Nothing should be dropped or changed: copy every line of the listing.

Available data:
^^^^^^^^^^^^^^^^

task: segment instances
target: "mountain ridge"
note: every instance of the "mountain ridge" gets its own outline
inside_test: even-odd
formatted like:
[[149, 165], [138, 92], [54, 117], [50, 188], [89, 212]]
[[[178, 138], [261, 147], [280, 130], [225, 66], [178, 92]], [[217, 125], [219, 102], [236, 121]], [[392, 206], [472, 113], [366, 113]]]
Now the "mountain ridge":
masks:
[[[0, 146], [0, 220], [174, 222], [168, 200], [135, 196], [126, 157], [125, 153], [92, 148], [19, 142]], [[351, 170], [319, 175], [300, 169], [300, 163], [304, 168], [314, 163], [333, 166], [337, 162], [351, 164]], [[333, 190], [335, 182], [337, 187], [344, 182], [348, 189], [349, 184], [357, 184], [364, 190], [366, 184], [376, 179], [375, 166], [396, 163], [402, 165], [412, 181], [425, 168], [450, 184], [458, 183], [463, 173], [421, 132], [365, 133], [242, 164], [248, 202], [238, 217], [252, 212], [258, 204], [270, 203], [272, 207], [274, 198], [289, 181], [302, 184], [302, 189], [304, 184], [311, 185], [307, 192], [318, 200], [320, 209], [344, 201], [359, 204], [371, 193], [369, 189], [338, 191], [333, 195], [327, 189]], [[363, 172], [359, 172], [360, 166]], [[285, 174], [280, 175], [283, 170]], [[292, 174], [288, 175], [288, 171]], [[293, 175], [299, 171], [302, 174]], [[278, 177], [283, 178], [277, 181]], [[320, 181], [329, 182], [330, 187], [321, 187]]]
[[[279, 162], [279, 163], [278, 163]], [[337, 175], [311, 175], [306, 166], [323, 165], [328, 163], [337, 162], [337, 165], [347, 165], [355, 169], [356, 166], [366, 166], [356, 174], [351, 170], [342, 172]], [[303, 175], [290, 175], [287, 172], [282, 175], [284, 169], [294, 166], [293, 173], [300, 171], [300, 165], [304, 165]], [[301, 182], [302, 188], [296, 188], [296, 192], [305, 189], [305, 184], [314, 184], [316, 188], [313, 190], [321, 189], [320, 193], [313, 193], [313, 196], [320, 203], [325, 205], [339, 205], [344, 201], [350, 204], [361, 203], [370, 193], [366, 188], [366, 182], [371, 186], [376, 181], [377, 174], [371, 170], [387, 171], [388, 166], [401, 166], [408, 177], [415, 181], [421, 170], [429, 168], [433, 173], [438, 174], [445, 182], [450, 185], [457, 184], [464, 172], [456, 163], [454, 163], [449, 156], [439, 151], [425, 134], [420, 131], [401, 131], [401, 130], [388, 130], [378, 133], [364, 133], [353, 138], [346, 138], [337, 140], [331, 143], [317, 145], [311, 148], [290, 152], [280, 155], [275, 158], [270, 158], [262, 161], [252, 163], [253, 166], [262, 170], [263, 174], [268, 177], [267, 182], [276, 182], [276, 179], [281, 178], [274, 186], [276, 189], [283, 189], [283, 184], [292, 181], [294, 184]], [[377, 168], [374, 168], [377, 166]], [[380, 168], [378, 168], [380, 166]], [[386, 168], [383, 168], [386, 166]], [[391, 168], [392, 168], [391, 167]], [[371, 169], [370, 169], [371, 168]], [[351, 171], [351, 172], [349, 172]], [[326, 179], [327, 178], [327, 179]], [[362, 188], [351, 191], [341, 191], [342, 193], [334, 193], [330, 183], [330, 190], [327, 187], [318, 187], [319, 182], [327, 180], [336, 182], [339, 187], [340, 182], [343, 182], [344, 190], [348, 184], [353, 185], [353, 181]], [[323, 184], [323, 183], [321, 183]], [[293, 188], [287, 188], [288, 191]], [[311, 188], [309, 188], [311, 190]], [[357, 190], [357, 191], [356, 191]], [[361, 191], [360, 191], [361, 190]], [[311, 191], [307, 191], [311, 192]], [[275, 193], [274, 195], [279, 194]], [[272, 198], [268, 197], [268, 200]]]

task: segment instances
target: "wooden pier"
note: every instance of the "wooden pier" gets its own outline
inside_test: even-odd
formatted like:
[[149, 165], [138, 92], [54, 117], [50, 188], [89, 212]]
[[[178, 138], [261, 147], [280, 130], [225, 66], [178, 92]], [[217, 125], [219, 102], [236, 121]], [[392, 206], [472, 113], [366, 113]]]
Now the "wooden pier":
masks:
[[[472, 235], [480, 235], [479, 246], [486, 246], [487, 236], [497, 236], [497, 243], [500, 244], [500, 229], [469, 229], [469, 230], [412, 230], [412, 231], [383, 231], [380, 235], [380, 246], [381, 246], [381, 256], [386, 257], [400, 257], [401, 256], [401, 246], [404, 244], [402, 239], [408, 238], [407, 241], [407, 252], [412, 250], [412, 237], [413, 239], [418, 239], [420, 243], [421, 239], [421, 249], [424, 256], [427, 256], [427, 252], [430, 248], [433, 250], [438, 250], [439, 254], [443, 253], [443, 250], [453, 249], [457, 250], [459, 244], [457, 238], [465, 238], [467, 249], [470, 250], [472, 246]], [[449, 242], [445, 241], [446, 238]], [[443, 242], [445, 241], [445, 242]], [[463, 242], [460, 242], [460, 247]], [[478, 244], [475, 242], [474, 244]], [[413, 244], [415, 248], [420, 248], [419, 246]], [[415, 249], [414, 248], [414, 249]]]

^^^^^^^^^^^^^^^^

Exercise result:
task: segment instances
target: "mountain ridge"
note: every instance of the "mountain ridge" gets its own outline
inside_test: even-odd
formatted like:
[[149, 165], [138, 92], [54, 117], [50, 188], [89, 212]]
[[[178, 138], [261, 147], [280, 130], [225, 66], [178, 92]], [[217, 125], [219, 102], [236, 121]], [[392, 206], [472, 113], [366, 113]]]
Now the "mountain ridge":
masks:
[[[0, 146], [0, 220], [174, 222], [168, 200], [135, 196], [126, 157], [125, 153], [92, 148], [19, 142]], [[351, 170], [319, 175], [300, 169], [300, 163], [304, 168], [314, 163], [333, 166], [337, 162], [351, 164]], [[333, 190], [335, 182], [337, 187], [344, 182], [348, 189], [349, 184], [357, 184], [364, 190], [366, 184], [376, 179], [375, 166], [396, 163], [402, 165], [412, 181], [425, 168], [450, 184], [458, 183], [463, 173], [421, 132], [365, 133], [242, 164], [248, 202], [238, 217], [252, 212], [258, 204], [270, 203], [272, 207], [274, 198], [289, 181], [302, 184], [302, 189], [304, 184], [311, 185], [307, 192], [318, 200], [320, 209], [344, 201], [359, 204], [371, 193], [369, 189], [338, 191], [333, 195], [327, 189]], [[363, 172], [359, 172], [360, 166]], [[285, 174], [280, 175], [283, 170]], [[292, 174], [288, 175], [288, 171]], [[293, 175], [299, 171], [302, 174]], [[278, 177], [283, 178], [277, 181]], [[320, 181], [329, 182], [330, 187], [321, 187]]]
[[[279, 162], [279, 163], [278, 163]], [[337, 175], [311, 175], [306, 166], [323, 165], [328, 163], [337, 162], [337, 165], [347, 165], [355, 169], [356, 166], [366, 166], [356, 174], [351, 170], [342, 172]], [[303, 175], [290, 175], [287, 172], [282, 175], [284, 169], [294, 166], [293, 173], [300, 171], [300, 165], [304, 165]], [[301, 182], [302, 188], [296, 188], [296, 192], [305, 189], [305, 184], [314, 184], [316, 188], [313, 190], [321, 189], [320, 193], [313, 193], [313, 196], [320, 203], [325, 205], [339, 205], [344, 201], [350, 204], [361, 203], [370, 193], [366, 188], [366, 182], [371, 186], [376, 181], [377, 174], [371, 170], [387, 171], [388, 166], [401, 166], [408, 177], [415, 181], [421, 170], [429, 168], [433, 173], [438, 174], [445, 182], [450, 185], [457, 184], [464, 172], [456, 163], [454, 163], [449, 156], [439, 151], [425, 134], [420, 131], [401, 131], [401, 130], [388, 130], [378, 133], [364, 133], [353, 138], [346, 138], [337, 140], [331, 143], [317, 145], [311, 148], [290, 152], [280, 155], [275, 158], [270, 158], [262, 161], [252, 163], [253, 166], [262, 170], [263, 174], [268, 177], [267, 182], [276, 182], [276, 179], [281, 178], [274, 186], [276, 189], [283, 189], [283, 184], [292, 181], [294, 184]], [[377, 168], [374, 168], [377, 166]], [[380, 168], [378, 168], [380, 166]], [[386, 168], [383, 168], [386, 166]], [[391, 168], [392, 168], [391, 167]], [[371, 169], [370, 169], [371, 168]], [[351, 171], [351, 172], [349, 172]], [[326, 179], [327, 178], [327, 179]], [[362, 188], [351, 191], [341, 191], [342, 193], [334, 193], [330, 183], [330, 190], [327, 187], [318, 187], [319, 182], [327, 180], [336, 182], [339, 187], [340, 182], [343, 182], [344, 190], [348, 184], [353, 185], [353, 181]], [[323, 184], [323, 183], [321, 183]], [[293, 188], [287, 188], [288, 191]], [[311, 188], [309, 188], [311, 190]], [[357, 190], [357, 191], [356, 191]], [[361, 191], [360, 191], [361, 190]], [[311, 191], [307, 191], [311, 192]], [[275, 193], [274, 195], [279, 194]], [[272, 198], [268, 197], [268, 200]]]

task: segment instances
target: "wooden pier"
note: every instance of the "wooden pier" gets its own outline
inside_test: even-odd
formatted like:
[[149, 165], [138, 92], [54, 117], [50, 188], [89, 212]]
[[[178, 138], [261, 147], [280, 130], [225, 66], [178, 92]], [[217, 125], [219, 102], [236, 121]], [[392, 206], [472, 113], [366, 113]]]
Now the "wooden pier":
masks:
[[[472, 235], [480, 235], [479, 246], [486, 246], [487, 236], [497, 236], [497, 243], [500, 244], [500, 229], [469, 229], [469, 230], [412, 230], [412, 231], [383, 231], [380, 235], [380, 246], [381, 246], [381, 256], [386, 257], [400, 257], [401, 256], [401, 246], [404, 244], [402, 239], [408, 238], [407, 241], [407, 252], [412, 250], [412, 237], [413, 239], [418, 239], [420, 243], [421, 239], [421, 249], [424, 256], [427, 256], [427, 252], [430, 248], [433, 250], [438, 250], [439, 254], [443, 253], [443, 250], [453, 249], [457, 250], [459, 244], [457, 238], [465, 238], [467, 249], [470, 250], [472, 246]], [[449, 242], [445, 241], [446, 238]], [[443, 242], [445, 241], [445, 242]], [[463, 242], [460, 242], [460, 247]], [[478, 244], [475, 242], [474, 244]], [[413, 244], [415, 248], [420, 248], [419, 246]], [[415, 249], [414, 248], [414, 249]]]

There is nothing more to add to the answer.